Exercise description
Repeat, exactly as written, the lines of the records below from the first through the line with "the dog's paw?", but none past it.

Dataset
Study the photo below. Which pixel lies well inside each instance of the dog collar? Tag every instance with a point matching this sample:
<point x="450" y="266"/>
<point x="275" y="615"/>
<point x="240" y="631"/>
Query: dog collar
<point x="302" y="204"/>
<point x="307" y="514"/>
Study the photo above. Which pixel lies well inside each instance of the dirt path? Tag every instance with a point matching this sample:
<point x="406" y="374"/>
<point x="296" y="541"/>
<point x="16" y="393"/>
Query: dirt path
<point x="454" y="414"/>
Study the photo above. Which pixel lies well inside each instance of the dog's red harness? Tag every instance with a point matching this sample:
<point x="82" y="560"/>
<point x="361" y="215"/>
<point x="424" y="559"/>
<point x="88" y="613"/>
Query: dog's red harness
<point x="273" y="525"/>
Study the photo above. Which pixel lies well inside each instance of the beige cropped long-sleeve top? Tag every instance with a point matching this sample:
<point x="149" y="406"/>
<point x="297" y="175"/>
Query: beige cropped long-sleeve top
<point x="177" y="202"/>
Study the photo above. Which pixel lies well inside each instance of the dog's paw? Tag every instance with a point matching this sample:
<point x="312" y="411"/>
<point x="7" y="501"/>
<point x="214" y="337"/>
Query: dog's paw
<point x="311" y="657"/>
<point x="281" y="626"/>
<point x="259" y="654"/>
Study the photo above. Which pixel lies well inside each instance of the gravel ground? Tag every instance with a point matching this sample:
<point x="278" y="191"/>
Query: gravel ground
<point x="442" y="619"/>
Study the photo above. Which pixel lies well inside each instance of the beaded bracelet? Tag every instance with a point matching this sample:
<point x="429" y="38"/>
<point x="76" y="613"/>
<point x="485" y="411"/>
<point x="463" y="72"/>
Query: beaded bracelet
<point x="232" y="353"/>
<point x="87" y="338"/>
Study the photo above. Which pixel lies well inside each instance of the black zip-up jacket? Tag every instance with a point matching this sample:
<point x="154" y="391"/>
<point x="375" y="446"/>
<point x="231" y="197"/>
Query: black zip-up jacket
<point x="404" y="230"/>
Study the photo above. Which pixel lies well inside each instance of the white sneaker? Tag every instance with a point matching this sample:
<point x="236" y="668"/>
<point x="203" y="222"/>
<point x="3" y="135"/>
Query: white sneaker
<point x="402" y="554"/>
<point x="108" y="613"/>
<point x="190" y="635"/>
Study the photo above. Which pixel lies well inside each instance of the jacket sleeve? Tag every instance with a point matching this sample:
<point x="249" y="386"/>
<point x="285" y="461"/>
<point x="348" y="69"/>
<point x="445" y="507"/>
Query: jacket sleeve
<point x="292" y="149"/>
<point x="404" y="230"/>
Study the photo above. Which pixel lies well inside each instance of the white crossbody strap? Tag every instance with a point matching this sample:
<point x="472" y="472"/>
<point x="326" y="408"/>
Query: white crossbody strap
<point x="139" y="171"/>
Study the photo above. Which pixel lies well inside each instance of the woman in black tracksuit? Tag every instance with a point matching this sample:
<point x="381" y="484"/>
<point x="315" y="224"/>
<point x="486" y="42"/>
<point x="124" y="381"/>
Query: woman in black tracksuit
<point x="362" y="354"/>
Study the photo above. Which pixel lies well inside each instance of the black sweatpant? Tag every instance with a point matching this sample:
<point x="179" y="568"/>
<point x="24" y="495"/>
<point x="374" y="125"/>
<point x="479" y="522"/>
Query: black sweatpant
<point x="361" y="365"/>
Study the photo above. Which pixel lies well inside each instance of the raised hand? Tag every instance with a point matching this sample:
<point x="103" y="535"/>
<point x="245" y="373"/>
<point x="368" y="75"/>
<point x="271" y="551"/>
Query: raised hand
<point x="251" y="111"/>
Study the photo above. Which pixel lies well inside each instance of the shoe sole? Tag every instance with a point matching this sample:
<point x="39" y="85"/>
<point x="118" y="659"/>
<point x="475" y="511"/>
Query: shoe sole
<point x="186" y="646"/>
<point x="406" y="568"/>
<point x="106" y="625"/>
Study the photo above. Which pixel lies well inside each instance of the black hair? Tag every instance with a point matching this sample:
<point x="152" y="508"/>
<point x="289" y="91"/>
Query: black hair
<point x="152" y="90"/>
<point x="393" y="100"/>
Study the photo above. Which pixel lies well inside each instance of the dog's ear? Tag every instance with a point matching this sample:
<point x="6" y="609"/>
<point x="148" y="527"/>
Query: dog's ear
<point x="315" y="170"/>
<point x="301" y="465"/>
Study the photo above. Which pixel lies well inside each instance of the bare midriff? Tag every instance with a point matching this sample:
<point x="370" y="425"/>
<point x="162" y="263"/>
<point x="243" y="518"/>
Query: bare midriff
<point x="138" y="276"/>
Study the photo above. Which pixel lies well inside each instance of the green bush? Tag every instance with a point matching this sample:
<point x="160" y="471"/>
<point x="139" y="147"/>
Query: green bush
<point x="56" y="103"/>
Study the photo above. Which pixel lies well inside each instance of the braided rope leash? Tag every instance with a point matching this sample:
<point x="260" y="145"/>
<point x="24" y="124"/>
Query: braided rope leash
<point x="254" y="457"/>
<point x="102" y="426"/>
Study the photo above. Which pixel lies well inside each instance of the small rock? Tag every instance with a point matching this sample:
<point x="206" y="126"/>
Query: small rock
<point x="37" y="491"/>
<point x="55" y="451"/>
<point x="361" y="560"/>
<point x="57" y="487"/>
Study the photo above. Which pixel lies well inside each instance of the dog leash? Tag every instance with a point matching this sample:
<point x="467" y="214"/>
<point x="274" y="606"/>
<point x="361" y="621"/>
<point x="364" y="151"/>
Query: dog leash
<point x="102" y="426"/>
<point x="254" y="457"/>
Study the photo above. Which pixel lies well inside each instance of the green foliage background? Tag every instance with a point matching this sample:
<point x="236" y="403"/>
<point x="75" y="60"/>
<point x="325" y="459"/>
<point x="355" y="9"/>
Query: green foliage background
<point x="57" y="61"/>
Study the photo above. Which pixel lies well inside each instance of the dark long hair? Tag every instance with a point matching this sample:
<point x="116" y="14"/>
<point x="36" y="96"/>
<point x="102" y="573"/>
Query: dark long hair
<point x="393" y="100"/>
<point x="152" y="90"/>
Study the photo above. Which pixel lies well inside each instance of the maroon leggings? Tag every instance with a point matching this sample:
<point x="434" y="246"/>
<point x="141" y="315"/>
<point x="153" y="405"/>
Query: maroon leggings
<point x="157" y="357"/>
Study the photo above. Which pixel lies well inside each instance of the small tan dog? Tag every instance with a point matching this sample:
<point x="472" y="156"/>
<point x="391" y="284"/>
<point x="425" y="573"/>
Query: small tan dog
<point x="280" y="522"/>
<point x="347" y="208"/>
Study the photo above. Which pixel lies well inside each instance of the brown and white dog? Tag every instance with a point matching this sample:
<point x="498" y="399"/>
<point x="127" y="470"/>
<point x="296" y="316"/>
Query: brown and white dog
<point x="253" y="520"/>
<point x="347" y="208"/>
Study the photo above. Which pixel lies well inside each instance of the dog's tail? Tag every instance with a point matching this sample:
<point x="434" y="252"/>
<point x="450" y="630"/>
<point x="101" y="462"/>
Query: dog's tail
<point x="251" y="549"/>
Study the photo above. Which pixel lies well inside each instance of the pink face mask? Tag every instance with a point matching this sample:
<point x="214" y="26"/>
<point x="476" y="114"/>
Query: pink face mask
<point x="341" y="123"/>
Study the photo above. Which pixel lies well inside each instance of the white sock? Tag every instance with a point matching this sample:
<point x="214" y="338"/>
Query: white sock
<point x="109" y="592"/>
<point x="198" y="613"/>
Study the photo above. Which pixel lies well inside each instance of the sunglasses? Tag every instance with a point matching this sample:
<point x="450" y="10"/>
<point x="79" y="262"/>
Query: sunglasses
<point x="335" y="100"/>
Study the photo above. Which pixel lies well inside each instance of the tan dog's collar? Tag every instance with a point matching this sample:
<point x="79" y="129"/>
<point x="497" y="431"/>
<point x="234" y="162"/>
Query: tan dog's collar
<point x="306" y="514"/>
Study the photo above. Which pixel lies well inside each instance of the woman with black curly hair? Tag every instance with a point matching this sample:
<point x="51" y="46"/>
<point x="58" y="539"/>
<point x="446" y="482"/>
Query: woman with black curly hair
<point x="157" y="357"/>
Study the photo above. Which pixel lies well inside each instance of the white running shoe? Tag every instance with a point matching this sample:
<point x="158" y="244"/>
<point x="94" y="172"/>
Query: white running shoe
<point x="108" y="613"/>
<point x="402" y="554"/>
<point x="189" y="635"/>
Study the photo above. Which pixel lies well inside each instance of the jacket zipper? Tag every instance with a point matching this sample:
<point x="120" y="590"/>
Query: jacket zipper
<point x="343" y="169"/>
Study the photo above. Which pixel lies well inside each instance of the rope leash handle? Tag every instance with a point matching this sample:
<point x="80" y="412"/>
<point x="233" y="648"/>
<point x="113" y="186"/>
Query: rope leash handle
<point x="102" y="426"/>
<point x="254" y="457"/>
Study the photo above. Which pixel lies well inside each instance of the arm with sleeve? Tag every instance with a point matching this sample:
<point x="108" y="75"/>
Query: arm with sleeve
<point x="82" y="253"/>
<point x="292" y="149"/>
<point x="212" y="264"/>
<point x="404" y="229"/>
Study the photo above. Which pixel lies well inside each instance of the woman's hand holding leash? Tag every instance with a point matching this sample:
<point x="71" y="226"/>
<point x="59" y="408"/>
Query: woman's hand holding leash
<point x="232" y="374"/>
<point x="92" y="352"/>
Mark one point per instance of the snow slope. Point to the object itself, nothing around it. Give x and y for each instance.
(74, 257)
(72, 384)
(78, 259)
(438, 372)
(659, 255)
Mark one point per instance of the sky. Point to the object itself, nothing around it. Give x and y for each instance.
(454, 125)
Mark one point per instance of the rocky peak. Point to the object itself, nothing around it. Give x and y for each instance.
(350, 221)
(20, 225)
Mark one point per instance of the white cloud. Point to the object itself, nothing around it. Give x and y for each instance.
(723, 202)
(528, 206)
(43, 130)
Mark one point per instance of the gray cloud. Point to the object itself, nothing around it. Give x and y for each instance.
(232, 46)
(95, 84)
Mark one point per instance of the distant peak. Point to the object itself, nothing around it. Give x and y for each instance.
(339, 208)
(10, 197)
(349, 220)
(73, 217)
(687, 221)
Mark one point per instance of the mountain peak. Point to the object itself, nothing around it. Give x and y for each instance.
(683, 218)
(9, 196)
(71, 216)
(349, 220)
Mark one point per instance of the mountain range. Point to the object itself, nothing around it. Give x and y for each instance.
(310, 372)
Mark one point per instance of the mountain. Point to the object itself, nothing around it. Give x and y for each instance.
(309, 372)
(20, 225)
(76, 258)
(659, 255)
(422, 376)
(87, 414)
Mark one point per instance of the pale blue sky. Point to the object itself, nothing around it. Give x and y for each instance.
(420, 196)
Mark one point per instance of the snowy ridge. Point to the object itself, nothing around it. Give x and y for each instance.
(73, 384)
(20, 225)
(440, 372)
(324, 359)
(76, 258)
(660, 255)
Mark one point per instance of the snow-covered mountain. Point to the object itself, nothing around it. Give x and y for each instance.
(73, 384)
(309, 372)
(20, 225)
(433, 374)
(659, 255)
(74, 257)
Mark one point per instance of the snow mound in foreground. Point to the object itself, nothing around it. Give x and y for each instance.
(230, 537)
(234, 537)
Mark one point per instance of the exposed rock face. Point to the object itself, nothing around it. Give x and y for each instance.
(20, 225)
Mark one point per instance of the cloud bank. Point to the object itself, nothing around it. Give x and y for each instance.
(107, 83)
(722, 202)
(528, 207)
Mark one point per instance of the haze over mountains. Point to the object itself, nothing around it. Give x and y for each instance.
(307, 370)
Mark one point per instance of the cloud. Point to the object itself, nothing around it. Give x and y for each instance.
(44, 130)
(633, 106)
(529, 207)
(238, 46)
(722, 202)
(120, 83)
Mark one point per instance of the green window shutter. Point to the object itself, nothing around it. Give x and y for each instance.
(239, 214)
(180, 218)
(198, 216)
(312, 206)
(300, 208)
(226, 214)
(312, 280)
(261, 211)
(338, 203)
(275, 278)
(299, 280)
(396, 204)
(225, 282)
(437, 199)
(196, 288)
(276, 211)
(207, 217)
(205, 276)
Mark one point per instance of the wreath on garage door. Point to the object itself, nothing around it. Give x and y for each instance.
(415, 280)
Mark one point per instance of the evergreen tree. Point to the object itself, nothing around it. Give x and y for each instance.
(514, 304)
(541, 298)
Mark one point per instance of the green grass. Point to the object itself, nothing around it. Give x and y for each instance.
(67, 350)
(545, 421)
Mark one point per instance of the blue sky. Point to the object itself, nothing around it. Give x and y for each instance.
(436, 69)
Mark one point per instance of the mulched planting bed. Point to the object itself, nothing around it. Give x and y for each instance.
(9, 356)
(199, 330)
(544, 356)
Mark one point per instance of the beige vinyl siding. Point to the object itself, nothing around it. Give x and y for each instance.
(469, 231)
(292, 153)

Solution below
Study the photo below. Which pixel lies well inside each instance of the dog collar? Tag every instance with a point matching this sample:
<point x="450" y="266"/>
<point x="275" y="615"/>
<point x="240" y="631"/>
Query: dog collar
<point x="302" y="204"/>
<point x="307" y="514"/>
Study the photo above. Which pixel lies well inside each instance of the dirt path? Tag every instance with a point matching this sample:
<point x="406" y="374"/>
<point x="296" y="541"/>
<point x="16" y="393"/>
Query: dirt path
<point x="454" y="414"/>
Study the photo above. Which pixel lies well inside each instance of the dog's red harness? Tag every instance with a point matching this sample:
<point x="82" y="560"/>
<point x="361" y="215"/>
<point x="424" y="559"/>
<point x="88" y="613"/>
Query: dog's red harness
<point x="273" y="525"/>
Study the photo above. Which pixel lies well inside each instance of the beige cropped long-sleeve top? Tag every instance with a point matching this sample:
<point x="149" y="406"/>
<point x="297" y="175"/>
Query: beige cropped long-sleeve top
<point x="177" y="202"/>
Study the photo above. Which pixel lies well inside each instance of the dog's paw? Tag every instance with a point matching this sample:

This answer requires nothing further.